**Exercise**
Copy the records below line for line and character for character, omitting the pictures from the output.
***** Extracted data *****
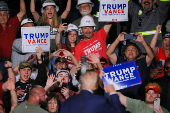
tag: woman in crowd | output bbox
[47,93,60,113]
[150,25,170,78]
[55,23,79,69]
[30,0,71,28]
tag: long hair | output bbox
[41,7,59,28]
[65,31,80,52]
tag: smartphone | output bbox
[62,19,68,26]
[124,34,137,40]
[156,60,162,67]
[62,83,67,88]
[81,56,87,75]
[153,98,160,110]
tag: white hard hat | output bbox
[66,24,78,32]
[21,18,34,26]
[79,15,96,27]
[41,0,59,13]
[76,0,94,9]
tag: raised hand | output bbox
[99,69,105,79]
[156,25,162,32]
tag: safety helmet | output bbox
[79,15,96,27]
[76,0,94,9]
[0,1,9,11]
[21,18,34,27]
[41,0,59,13]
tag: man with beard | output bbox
[13,85,48,113]
[75,16,112,65]
[118,83,169,113]
[128,0,170,53]
[15,46,47,103]
[139,58,170,112]
[73,0,105,39]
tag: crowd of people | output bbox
[0,0,170,113]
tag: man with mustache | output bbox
[118,83,169,113]
[128,0,170,53]
[139,58,170,112]
[75,16,112,65]
[73,0,104,39]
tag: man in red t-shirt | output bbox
[75,16,112,64]
[0,0,26,81]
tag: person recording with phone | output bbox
[106,32,154,99]
[150,25,170,78]
[139,58,170,112]
[117,83,169,113]
[45,68,75,102]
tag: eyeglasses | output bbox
[138,18,142,27]
[79,5,90,9]
[164,67,170,70]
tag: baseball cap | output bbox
[145,83,161,93]
[56,68,70,76]
[18,62,32,70]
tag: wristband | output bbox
[31,59,34,64]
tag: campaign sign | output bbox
[103,61,142,90]
[21,26,50,53]
[99,0,128,22]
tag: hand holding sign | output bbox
[117,32,127,42]
[21,26,50,53]
[58,22,67,32]
[104,84,116,94]
[87,54,100,64]
[133,33,144,43]
[103,61,142,90]
[99,70,105,79]
[35,46,43,59]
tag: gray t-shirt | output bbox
[126,97,169,113]
[12,101,48,113]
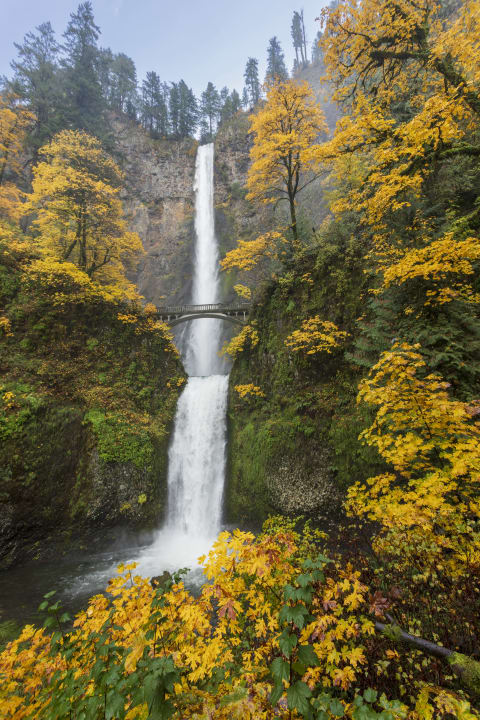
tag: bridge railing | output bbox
[157,303,251,315]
*****
**Final result**
tag: woman in crowd | output bbox
[47,93,60,113]
[150,25,170,78]
[55,23,79,69]
[30,0,71,28]
tag: long hair | output bbox
[41,7,59,28]
[65,31,80,52]
tag: smartphone | output bbox
[62,19,68,26]
[124,34,137,40]
[156,60,162,67]
[62,83,67,88]
[81,56,87,75]
[153,98,160,110]
tag: white hard hat | output bbox
[66,24,78,32]
[21,18,34,26]
[79,15,96,27]
[41,0,59,13]
[76,0,94,9]
tag: raised hand | output bbox
[99,69,105,79]
[156,25,162,32]
tag: safety helmet | output bbox
[79,15,96,27]
[76,0,94,9]
[0,1,9,11]
[21,18,34,27]
[41,0,59,13]
tag: man with beard | output bbox
[13,85,48,113]
[75,16,112,65]
[118,83,169,113]
[128,0,170,53]
[15,46,47,103]
[139,58,170,112]
[73,0,105,39]
tag: crowd of people | output bbox
[0,0,170,113]
tag: man with mustache | output bbox
[118,83,169,113]
[128,0,170,53]
[139,58,170,112]
[75,16,112,65]
[73,0,104,39]
tag: man in red t-shirt | output bbox
[75,16,112,64]
[0,0,26,81]
tag: person recording with phone | output bbox
[106,32,154,99]
[150,25,170,78]
[139,58,170,112]
[117,83,169,113]
[45,68,75,102]
tag: eyeglasses | output bbox
[138,18,142,27]
[79,5,90,9]
[164,67,170,70]
tag: baseball cap | output bbox
[145,83,161,93]
[56,68,70,76]
[18,62,32,70]
tag: wristband | output bbox
[31,59,34,64]
tag: campaign sign | output bbox
[103,61,142,90]
[21,26,50,53]
[99,0,128,22]
tag: hand holding sign | output bbox
[117,32,127,42]
[21,26,50,53]
[58,22,67,32]
[104,84,116,94]
[87,54,100,64]
[133,33,144,43]
[103,61,142,90]
[99,70,105,79]
[35,46,43,59]
tag: gray t-shirt | output bbox
[126,97,169,113]
[12,101,48,113]
tag: bridge railing | output bbox
[157,303,251,315]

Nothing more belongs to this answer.